__WORK TO DO__: Report each line below that contains the word "body", copying every such line in full.

__MATERIAL PROVIDED__:
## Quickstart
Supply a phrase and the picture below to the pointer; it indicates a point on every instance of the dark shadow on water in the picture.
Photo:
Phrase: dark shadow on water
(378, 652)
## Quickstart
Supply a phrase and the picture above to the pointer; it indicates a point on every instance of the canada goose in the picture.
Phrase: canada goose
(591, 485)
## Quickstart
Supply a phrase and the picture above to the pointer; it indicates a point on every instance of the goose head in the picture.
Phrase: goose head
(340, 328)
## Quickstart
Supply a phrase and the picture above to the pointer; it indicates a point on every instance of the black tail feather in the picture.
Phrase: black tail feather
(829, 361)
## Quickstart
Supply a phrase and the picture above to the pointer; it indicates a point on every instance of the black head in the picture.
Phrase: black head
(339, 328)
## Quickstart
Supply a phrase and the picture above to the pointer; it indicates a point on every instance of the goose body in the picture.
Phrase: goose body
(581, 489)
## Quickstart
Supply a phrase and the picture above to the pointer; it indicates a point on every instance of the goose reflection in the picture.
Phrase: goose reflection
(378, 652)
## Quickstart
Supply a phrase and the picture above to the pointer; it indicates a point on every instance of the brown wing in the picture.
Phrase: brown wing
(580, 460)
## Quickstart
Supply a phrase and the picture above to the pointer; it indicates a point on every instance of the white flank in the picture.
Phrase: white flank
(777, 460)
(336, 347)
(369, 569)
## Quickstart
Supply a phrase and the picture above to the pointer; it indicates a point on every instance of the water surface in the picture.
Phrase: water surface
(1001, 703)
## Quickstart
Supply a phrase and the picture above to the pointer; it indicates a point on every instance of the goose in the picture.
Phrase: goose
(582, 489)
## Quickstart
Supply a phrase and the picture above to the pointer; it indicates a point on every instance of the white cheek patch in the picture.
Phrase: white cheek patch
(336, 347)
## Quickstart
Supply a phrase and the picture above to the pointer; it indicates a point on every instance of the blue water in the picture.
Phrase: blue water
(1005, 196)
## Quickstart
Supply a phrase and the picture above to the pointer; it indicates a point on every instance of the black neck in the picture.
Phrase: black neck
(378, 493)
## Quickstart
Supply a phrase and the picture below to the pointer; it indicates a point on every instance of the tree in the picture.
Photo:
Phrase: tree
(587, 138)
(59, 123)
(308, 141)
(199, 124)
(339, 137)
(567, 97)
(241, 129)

__FINISHED TASK__:
Supply a phrase and the picture above to the pointer; it indicates a point on every instance of the goose body in the picture.
Phrase: goose body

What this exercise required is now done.